• LISTED ENTRIES

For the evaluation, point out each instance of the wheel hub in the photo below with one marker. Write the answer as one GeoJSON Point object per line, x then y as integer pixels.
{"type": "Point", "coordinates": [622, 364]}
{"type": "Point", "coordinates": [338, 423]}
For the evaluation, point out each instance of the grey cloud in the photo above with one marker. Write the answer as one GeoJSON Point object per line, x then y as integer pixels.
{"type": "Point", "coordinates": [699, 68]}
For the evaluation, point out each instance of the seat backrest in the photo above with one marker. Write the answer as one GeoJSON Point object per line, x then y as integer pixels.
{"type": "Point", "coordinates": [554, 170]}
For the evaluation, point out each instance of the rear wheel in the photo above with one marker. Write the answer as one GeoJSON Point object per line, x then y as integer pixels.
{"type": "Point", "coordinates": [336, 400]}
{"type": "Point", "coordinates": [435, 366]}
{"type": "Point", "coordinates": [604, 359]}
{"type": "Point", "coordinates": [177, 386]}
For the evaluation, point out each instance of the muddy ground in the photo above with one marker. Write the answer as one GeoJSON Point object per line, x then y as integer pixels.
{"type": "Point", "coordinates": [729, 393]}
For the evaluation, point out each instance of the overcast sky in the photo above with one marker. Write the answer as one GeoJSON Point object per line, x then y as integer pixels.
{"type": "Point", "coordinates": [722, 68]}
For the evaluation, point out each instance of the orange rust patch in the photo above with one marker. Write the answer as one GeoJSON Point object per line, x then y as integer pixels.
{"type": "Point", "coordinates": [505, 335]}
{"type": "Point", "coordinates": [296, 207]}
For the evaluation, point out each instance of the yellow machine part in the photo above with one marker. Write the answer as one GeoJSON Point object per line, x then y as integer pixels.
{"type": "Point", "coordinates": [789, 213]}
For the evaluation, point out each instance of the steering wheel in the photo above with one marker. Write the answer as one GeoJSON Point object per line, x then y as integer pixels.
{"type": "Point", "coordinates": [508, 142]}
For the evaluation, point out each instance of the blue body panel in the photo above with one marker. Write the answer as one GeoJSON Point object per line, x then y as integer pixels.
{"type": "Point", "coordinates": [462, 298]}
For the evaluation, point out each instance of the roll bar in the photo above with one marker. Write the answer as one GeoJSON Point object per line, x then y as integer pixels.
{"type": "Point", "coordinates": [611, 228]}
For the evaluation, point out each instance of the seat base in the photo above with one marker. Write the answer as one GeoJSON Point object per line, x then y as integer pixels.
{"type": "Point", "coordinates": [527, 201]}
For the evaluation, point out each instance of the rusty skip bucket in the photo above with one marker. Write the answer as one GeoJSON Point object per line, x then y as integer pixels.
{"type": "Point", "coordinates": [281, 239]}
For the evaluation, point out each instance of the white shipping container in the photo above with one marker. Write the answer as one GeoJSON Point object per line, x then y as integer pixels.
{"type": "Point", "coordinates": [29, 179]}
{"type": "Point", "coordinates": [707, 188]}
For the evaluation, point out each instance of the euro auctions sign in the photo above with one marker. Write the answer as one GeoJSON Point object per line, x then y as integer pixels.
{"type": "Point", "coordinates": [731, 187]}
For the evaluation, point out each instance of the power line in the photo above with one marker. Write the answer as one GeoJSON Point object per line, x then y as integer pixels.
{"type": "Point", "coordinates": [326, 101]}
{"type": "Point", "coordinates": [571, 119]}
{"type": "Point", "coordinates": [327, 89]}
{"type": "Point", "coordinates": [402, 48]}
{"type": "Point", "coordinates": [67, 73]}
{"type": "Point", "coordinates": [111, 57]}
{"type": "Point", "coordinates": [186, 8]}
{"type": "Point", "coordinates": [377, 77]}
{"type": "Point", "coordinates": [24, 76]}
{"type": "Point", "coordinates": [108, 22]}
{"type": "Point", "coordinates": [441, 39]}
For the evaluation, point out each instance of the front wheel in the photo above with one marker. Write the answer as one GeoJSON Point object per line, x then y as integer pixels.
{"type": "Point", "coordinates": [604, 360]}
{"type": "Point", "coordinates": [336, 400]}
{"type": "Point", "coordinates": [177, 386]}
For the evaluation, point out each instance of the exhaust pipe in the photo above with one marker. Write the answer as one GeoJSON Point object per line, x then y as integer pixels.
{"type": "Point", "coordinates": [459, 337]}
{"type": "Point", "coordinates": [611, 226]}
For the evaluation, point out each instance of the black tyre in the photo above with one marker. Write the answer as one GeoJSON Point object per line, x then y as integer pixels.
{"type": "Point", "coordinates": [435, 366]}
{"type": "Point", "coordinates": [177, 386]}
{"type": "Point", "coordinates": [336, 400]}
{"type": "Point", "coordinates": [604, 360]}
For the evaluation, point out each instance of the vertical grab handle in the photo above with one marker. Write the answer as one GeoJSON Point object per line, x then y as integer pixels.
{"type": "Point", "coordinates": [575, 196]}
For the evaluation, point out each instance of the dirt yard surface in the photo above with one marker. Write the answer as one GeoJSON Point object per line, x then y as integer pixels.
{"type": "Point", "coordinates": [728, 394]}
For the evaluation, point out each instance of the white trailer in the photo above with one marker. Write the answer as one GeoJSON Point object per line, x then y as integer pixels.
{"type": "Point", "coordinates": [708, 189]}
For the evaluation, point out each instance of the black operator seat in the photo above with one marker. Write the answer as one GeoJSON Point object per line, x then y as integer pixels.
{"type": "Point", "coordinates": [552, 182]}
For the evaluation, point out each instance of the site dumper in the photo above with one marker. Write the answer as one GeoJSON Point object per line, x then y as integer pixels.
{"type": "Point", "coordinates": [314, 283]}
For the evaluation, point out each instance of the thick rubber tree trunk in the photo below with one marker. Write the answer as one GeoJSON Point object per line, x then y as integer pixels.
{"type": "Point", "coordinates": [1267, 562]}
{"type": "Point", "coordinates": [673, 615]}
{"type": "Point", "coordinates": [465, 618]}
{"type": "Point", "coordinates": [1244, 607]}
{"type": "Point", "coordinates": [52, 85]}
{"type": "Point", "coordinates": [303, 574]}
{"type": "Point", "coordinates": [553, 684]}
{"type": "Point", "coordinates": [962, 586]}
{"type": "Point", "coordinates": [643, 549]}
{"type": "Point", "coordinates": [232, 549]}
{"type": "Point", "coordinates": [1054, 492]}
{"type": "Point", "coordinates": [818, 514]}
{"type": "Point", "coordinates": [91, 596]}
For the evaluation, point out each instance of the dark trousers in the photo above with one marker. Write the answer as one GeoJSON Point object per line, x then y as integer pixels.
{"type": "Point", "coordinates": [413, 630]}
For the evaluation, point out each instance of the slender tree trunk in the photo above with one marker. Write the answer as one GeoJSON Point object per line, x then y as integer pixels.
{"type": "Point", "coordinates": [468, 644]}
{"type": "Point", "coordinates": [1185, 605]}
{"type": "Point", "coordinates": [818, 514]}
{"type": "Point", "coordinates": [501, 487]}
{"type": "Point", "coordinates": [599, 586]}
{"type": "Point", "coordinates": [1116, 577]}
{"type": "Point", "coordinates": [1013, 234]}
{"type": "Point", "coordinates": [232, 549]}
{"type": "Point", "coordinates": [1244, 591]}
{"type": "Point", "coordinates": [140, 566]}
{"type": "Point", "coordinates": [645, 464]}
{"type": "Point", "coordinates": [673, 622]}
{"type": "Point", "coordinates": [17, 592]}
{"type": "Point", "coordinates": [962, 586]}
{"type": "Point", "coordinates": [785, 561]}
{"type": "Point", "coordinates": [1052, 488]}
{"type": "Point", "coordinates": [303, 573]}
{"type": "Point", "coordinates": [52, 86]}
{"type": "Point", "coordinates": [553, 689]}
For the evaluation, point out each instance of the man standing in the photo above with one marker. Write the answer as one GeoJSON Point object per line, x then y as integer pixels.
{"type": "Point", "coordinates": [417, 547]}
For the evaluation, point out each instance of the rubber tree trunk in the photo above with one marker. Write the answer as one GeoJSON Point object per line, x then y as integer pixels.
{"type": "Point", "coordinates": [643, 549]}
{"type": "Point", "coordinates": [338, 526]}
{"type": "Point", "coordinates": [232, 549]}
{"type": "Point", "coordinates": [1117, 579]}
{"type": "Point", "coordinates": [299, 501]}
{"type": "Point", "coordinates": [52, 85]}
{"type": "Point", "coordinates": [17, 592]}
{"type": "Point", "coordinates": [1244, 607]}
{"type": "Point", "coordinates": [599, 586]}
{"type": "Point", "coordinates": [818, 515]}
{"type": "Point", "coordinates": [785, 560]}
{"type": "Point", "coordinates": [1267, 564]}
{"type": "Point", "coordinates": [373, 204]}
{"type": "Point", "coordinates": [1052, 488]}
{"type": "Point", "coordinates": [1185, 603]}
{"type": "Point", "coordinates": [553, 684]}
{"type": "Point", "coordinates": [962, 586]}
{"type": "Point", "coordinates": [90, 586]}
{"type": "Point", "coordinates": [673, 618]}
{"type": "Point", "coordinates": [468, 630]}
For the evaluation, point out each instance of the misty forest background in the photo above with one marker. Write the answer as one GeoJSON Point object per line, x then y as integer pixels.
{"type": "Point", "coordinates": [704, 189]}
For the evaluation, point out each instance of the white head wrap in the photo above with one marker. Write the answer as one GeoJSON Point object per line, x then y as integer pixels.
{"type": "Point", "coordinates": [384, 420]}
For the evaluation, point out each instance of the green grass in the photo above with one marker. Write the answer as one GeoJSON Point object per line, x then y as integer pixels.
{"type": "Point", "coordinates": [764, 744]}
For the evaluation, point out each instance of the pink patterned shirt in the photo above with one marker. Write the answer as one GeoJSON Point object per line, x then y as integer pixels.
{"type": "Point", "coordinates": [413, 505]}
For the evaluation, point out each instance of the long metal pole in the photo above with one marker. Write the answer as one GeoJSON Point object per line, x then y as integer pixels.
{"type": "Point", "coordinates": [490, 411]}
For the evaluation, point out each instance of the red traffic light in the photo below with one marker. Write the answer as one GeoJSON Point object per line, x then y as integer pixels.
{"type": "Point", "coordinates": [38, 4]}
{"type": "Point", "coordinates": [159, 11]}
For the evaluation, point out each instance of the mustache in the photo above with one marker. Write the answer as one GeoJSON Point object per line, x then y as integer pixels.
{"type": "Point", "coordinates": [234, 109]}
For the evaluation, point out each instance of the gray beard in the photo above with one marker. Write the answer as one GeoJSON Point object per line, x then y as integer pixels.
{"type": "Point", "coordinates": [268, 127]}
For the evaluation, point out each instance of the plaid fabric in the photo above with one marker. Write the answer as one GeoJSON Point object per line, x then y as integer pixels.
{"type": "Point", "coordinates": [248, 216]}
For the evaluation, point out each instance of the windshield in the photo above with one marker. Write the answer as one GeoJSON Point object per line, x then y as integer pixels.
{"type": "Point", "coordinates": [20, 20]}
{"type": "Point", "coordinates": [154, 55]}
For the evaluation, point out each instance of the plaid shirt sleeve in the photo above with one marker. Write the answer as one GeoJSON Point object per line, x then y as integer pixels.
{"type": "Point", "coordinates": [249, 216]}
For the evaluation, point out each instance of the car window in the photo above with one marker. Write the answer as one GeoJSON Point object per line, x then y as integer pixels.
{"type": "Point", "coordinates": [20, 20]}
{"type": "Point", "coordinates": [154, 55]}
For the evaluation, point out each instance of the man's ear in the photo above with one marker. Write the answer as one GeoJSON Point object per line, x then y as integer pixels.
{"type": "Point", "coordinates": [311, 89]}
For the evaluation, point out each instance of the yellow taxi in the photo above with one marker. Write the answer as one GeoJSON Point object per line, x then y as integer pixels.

• WRITTEN EXERCISE
Rewrite the lines starting at the one that contains "For the evaluation, point out each instance of the long" and ending at the last line, with the requests included, and add 104 to every coordinate in the answers. Give only those lines.

• THE ANSWER
For the evaluation, point out each instance of the long metal pole in the photo above with one marker. Write the answer as one GeoJSON Point object per line, x then y as integer pixels.
{"type": "Point", "coordinates": [594, 515]}
For the evaluation, point out each instance of the red traffic light in the photo below with one marker. Write the answer as one GeoJSON Point object per line, x then y as integer pixels.
{"type": "Point", "coordinates": [142, 108]}
{"type": "Point", "coordinates": [263, 115]}
For the evaluation, point out each instance of the mustache in the photo above with one marker. Write the answer as one GeoJSON Point object per line, x then y as integer pixels.
{"type": "Point", "coordinates": [338, 213]}
For the evaluation, point out each instance of the gray beard in the photo above with one marker. Write the answer as one GeoJSON Point object per line, x then y as integer pixels.
{"type": "Point", "coordinates": [372, 231]}
For the evaluation, point out each instance of the plaid fabric in the photo above with one marker. Write the answer as one GeoJSON Point object per line, x then y as integer pixels.
{"type": "Point", "coordinates": [352, 320]}
For the evaluation, point out each instance of the windshield in the photo above with one marker. Write the answer as one GeoJSON Point object per line, x then y as integer pixels.
{"type": "Point", "coordinates": [124, 124]}
{"type": "Point", "coordinates": [258, 159]}
For the evaluation, point out each instance of the plaid shirt sleeve in the photo above with one marker. Write the answer as one GeoJSON Point object per line, x then y as integer pixels.
{"type": "Point", "coordinates": [353, 320]}
For the evaluation, point out each instance of the car window in the photo above with one marker. Write the answer as one GeoJSON Point object per line, x then y as integer pixels.
{"type": "Point", "coordinates": [124, 124]}
{"type": "Point", "coordinates": [258, 159]}
For the evaluation, point out each instance of the man's ear in the photo above with one marker. Write the answer as one GeoJSON Point object per line, x then y as integer pixels.
{"type": "Point", "coordinates": [415, 193]}
For the evaluation, point out each instance of the yellow taxi in the photo above with one marker. Write the answer as one GeoJSON Point object per line, x then y as integer pixels.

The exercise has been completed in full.